··· Source excerpt

Mallet’s construction in 1898 clearly showed identity of the inventive idea with the invention afterwards patented by Leighton. The evidence convinces us that he reduced that inventive idea to practice. The fact that after he had reduced it to practice he did not put it into the form of a patent, but did patent something else, cannot be held to have defeated his inventive idea, or to have effected the result of abandonment of that idea. In coming to this conclusion on the question of abandonment, we intend to give full force to the fact that Mallet’s conduct in obtaining his patent, as well as his further conduct as shown by the testimony of the complainant, has probative value against him on the question of whether he really made the invention in 1898 which he claims that he made; but the fact of his making that invention is so clearly shown to us by the other testimony which we have already commented upon that we must decide in favor of his having made that invention, although there is testimony which is properly before us, and which is opposed to this conclusion.
We have no doubt that Leighton reduced the substantial invention of the patent in suit to practice early in the fall of 1899, soon after he removed into his Green street house. This was one year later than the construction by Mallet of his couch-beds, which we have held to be a reduction to practice of an invention identical in inventive thought to that of Leighton. But the complainant insists that the inventive thought of Leighton, which was developed into his invention, was as early as 1892, and before any inventive idea is claimed to have been in the mind of Mallet. The complainant claims further that Leighton reduced his invention to practice as early as 1895. In considering the Mallet invention, we have already proceeded without regard to the testimony relating to his previous inventive thought as far back as 1893, which culminated in the reduction to practice in 1898. It is difficult to follow the course of the human mind, unless the avenue is made clear by some actual act of the inventor, which may be brought clearly before the court, not only by testimony, but by an actual construction produced in court; and so it is usual in courts that the first who reduces to practice, not the first who says that he has conceived an invention, is the one who is held to be regarded as the inventor.

······
··· Material provided

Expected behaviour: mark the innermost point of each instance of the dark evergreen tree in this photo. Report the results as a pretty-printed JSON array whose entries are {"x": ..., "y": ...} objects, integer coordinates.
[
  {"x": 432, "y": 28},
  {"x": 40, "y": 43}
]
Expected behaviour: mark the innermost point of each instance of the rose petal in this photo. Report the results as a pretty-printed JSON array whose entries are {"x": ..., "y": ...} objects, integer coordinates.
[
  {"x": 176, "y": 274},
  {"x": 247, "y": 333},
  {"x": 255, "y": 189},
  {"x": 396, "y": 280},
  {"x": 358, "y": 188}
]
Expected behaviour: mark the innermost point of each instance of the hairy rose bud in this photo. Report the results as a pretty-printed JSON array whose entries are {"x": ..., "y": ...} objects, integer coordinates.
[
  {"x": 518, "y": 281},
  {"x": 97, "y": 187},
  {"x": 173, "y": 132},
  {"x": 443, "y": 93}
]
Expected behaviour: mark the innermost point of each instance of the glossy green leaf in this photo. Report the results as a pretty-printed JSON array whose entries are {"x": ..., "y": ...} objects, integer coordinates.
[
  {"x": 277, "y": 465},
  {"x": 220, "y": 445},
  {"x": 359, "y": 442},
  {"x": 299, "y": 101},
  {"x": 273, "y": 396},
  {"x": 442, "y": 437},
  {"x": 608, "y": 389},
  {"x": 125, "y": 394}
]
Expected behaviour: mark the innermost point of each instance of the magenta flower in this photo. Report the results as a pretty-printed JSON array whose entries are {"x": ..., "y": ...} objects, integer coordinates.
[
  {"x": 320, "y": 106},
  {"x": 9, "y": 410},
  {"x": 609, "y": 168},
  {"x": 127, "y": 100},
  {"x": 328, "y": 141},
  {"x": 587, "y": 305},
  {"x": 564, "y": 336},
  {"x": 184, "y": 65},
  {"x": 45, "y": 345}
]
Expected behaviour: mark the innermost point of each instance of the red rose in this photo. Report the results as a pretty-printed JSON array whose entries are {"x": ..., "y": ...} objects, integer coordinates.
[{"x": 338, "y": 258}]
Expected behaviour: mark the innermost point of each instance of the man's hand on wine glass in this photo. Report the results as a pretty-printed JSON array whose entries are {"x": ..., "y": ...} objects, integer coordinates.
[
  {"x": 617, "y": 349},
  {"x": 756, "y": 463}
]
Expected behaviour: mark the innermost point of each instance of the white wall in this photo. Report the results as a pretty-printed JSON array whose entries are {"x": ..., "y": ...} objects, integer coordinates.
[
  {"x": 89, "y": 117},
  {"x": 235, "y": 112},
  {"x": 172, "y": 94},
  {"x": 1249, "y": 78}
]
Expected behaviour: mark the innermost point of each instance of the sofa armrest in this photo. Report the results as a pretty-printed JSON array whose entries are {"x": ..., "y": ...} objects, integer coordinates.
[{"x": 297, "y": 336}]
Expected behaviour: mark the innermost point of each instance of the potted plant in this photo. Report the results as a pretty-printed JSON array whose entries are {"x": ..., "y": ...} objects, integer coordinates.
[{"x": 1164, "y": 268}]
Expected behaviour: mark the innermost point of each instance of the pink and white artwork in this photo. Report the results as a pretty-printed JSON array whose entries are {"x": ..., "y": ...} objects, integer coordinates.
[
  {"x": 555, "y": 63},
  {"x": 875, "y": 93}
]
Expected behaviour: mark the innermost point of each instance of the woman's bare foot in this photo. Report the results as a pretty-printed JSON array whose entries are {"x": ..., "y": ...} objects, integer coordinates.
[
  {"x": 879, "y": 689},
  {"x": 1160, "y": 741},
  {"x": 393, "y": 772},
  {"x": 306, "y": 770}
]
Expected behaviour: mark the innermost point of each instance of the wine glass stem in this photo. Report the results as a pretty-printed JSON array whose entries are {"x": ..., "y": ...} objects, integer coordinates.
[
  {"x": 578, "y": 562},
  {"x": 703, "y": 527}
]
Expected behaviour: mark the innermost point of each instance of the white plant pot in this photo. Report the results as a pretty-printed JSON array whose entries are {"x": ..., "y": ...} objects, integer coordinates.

······

• [Problem set]
1 > Answer these from the court opinion:
(a) In what year did Mallet build his couch-beds?
(b) When does the court say Leighton reduced the substantial invention to practice?
(c) Under the usual practice of courts, who is held to be the inventor?
2 > Decide whether each statement agrees with the court opinion, giving yes or no and quoting the words that settle it:
(a) Mallet took out a patent on the couch-bed invention itself.
(b) The complainant claims Leighton reduced his invention to practice as early as 1895.
(c) The court found no testimony opposed to its conclusion that Mallet made the invention in 1898.
3 > Carry the court opinion forward from its final sentence, in the same voice.

• [Written answers]
1 >
(a) 1898.
(b) Early in the fall of 1899, soon after he moved into his Green street house.
(c) The first who reduces the invention to practice, not the first who says he has conceived it.

2 >
(a) No: "he did not put it into the form of a patent, but did patent something else"
(b) Yes: "The complainant claims further that Leighton reduced his invention to practice as early as 1895."
(c) No: "although there is testimony which is properly before us, and which is opposed to this conclusion"

3 >
*70In this case there is considerable evidence of a previous inventive idea on the part of Leighton, even as early as 1892, and some evidence that there was a reduction to practice as early as 1895; but this testimony is not corroborated by actual constructions brought before us, and is not otherwise sustained in such a manner as to make it convincing to the court. The burden which rested upon the defendant in the first instance to show that Mallet’s invention was made at an earlier date than that of the Leighton patent in suit is now transferred to the complainant, who, in order to prevail, must prove that the anticipation has been anticipated. In our opinion, no such proof has been furnished by the complainant. We, therefore, in the case of both Mallet and Leighton, place the time of the invention at the time of the actual reduction to practice. The result of this is that we are compelled to hold that Mallet made an invention identical in inventive thought to that of Leighton, and that he made this invention in the fall of 1898, about a year prior to the time of the actual invention by Leighton, which was embodied in the patent in suit. In this view of the case, it is unnecessary for us to examine further the testimony in regard to other anticipatory devices which have been brought before us, both in the patented and the unpatented art. It is unnecessary, too, to pass upon the other questions which have been raised by counsel, both orally and in their very able and exhaustive briefs. It is sufficient for the decision of the cause to say that, in our opinion, the invention of Leighton, embodied in the patent in suit, has been anticipated by Adrian De Piniec-Mallet.
The decree must be: Bill is dismissed, with costs.